Ухоженная, хорошо одетая дама. В годах. Ей примерно семьдесят пять. Она и при коммунистах, и в новой России работала в администрации района. До пенсии. Трудные подростки и неблагополучные семьи – предмет ее «заботы».
Нужно было брать на учет, наблюдать и меры принимать. Ходатайствовать, чтобы кого-то лишили родительских прав. Следить, чтобы трудные подростки, дошедшие до края, попадали в специальные интернаты.
Она гордо говорит, что спасла несколько детских жизней от неминуемой гибели. Потому что вовремя удалось изолировать от ненормальных родителей.
- Что главное? – рассуждала дама. – Выявить пьющие семьи, отобрать детей. Отправить их в приюты, в детские дома. Чтобы профессиональные педагоги занимались их воспитанием.
У дамы есть убеждение. Что запущенные дети потеряны для общества. Их уже не исправишь. У таких детей одна дорога – в тюрьму, когда они вырастут.
У нее сосед по даче очень скромный интеллигентный человек. Он работает врачом-травматологом. И они иногда общались вечерами, когда утихали садовые работы. Дама приходила к нему поговорить на досуге.
Общество было классовым и останется классовым. Об этом дама неустанно любила повторять. Сын кухарки до старости останется сыном кухарки. Потому что дальше и выше своей среды не прыгнешь.
Вот она, умная и гордая дама. У нее папа и мама – профессора университета. В доме всегда был достаток. Хорошее питание. У детей – культурный досуг и спорт. В доме много книг. А еще литературная русская речь.

Задание: Перечислите все учреждения для детей, куда, согласно рассказу о даме, следовало направлять трудных подростков и детей из пьющих семей. Строки никак не связаны с рассказом о даме.

Записи набора данных
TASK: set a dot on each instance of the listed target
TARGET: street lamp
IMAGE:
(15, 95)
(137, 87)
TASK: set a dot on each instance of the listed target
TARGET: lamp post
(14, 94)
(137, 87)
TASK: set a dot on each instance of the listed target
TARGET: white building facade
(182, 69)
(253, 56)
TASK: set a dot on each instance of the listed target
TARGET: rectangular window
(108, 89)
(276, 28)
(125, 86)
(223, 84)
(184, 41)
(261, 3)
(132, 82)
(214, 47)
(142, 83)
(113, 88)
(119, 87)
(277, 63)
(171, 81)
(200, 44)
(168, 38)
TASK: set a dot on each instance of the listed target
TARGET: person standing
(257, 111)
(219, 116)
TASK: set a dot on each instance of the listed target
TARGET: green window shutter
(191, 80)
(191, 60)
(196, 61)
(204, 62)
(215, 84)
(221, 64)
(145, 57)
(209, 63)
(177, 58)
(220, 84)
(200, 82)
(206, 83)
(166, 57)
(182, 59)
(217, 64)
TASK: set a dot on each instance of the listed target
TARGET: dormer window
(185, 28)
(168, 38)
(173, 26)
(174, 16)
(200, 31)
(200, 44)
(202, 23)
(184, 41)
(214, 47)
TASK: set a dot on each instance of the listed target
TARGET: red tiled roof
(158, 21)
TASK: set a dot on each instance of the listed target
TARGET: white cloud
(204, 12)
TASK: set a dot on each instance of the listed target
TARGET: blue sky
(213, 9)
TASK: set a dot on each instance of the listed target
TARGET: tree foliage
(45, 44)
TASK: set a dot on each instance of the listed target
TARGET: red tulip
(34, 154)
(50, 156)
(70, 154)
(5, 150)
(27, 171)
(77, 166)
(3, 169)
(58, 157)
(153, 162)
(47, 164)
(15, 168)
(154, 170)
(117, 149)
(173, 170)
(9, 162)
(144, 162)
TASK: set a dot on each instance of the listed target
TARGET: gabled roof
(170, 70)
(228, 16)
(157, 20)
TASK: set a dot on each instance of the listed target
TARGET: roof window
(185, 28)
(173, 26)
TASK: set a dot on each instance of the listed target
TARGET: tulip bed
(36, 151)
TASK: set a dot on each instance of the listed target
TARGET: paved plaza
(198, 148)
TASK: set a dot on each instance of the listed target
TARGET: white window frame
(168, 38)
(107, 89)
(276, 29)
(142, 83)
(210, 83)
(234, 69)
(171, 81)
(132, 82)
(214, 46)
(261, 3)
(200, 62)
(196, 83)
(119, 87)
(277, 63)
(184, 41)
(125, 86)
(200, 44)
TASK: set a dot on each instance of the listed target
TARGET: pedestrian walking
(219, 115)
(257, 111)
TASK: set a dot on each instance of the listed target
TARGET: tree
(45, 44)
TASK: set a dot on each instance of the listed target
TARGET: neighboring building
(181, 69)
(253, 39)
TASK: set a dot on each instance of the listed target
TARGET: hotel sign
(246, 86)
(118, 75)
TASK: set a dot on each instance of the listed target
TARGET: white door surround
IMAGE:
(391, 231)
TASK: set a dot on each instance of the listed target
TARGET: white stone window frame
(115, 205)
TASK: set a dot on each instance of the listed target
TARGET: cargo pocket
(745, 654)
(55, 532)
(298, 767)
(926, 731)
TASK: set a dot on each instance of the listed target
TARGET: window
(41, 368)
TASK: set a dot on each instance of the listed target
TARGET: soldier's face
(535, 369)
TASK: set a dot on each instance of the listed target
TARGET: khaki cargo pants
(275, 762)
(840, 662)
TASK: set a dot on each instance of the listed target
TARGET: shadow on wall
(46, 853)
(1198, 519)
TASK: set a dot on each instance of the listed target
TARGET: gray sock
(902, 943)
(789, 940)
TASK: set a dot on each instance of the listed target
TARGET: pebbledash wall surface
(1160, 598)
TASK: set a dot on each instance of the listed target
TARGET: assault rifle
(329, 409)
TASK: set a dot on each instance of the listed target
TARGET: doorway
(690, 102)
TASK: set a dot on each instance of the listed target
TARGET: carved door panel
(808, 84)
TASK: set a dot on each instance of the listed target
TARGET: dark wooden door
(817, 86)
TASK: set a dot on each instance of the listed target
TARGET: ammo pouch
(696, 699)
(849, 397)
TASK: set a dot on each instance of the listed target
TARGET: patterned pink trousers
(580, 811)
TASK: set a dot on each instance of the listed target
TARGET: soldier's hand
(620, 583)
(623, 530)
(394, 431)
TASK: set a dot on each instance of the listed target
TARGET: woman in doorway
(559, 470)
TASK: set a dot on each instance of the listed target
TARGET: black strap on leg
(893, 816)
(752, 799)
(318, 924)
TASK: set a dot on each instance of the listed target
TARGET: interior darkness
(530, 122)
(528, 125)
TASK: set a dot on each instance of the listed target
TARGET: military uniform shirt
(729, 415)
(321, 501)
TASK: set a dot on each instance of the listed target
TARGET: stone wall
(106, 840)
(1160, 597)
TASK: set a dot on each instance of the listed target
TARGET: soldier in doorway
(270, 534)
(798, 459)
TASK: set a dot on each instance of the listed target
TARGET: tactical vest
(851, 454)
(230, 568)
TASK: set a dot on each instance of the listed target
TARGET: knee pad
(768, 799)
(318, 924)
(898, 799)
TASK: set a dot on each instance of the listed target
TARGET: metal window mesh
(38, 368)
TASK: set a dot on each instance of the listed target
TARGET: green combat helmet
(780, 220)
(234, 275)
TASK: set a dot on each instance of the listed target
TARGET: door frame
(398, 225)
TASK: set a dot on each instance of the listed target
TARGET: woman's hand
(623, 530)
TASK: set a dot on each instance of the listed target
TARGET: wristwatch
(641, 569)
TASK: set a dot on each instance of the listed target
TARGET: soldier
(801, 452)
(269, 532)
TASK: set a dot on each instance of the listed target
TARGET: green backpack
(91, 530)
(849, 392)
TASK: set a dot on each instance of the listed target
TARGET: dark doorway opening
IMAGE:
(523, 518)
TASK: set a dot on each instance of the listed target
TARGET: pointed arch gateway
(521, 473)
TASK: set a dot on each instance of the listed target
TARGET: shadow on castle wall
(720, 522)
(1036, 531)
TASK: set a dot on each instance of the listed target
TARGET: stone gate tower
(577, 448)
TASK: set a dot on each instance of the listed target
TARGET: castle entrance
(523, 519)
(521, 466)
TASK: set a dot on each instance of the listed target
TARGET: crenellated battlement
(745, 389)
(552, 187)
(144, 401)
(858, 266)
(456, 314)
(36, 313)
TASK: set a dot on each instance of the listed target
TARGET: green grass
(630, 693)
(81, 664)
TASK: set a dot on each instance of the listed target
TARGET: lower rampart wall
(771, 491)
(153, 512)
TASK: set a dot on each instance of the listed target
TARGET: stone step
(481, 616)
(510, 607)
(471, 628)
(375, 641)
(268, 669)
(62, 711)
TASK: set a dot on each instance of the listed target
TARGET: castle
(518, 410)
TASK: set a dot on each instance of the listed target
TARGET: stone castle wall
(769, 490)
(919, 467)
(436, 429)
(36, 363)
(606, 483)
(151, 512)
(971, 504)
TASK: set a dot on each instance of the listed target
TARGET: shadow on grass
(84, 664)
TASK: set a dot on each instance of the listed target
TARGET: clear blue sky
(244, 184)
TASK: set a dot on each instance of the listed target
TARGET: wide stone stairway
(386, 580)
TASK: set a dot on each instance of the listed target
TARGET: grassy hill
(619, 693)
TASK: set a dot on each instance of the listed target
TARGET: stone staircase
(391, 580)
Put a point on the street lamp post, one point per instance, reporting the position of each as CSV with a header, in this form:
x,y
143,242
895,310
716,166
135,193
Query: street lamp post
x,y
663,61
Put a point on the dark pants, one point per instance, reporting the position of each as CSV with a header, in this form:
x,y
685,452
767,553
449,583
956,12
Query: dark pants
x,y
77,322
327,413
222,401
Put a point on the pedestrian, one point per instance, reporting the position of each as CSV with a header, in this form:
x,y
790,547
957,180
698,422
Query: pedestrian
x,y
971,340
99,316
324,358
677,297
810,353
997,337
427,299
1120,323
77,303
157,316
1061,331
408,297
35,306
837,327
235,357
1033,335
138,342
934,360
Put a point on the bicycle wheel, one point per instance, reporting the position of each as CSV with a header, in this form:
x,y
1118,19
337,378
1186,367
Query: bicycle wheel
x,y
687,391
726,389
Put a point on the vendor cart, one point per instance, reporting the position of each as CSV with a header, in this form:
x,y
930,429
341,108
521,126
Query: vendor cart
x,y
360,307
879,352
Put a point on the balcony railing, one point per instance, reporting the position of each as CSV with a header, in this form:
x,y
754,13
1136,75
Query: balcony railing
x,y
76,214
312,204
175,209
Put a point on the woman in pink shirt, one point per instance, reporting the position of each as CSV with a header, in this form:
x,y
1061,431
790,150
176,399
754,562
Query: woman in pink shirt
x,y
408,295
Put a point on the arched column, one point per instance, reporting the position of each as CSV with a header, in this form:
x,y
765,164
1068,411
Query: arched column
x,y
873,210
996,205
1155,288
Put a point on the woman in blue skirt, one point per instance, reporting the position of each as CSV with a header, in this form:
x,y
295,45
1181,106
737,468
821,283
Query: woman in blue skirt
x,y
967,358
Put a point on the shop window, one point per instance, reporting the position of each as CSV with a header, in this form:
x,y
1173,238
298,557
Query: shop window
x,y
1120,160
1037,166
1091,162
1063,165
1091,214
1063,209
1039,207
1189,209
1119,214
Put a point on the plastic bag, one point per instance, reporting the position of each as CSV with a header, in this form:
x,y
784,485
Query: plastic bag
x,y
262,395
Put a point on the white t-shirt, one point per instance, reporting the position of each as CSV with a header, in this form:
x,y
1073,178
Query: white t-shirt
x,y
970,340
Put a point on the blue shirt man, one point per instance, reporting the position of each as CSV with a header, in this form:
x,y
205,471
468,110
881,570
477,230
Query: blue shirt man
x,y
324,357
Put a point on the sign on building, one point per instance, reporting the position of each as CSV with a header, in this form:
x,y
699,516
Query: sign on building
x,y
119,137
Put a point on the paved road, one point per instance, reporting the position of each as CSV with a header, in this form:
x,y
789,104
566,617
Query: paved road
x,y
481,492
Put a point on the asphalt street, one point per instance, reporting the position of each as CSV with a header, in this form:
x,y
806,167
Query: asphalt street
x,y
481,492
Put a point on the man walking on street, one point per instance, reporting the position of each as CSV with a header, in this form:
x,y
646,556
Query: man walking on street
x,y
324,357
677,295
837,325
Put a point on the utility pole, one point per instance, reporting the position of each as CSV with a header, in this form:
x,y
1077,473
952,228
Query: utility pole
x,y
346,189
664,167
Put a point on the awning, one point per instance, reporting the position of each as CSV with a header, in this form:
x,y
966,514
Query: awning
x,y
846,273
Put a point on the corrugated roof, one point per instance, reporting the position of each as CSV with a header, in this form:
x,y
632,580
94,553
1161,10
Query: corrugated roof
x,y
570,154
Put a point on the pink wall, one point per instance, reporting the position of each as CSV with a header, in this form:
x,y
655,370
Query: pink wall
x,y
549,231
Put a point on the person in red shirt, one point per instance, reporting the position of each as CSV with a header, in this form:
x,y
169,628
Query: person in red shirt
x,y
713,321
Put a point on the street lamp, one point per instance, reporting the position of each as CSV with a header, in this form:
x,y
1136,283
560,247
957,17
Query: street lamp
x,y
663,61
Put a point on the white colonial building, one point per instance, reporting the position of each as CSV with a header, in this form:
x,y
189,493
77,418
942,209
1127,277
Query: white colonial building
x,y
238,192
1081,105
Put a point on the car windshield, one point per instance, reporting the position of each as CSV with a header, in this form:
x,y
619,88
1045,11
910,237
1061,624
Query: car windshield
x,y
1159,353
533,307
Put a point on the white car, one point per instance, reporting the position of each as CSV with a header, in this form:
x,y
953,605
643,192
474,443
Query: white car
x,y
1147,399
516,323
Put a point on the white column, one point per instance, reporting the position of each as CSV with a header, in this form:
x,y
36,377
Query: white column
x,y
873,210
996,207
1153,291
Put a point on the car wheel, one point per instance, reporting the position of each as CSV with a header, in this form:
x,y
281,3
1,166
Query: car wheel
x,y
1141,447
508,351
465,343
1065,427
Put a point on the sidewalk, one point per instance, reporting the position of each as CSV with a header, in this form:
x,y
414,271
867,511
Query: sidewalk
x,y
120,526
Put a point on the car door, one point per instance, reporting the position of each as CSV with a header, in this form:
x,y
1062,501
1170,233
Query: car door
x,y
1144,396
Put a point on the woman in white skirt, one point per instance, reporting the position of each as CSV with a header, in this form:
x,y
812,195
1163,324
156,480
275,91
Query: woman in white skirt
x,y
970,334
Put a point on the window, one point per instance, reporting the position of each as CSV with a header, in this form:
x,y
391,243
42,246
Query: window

Ответ: Специальные интернаты, приюты, детские дома.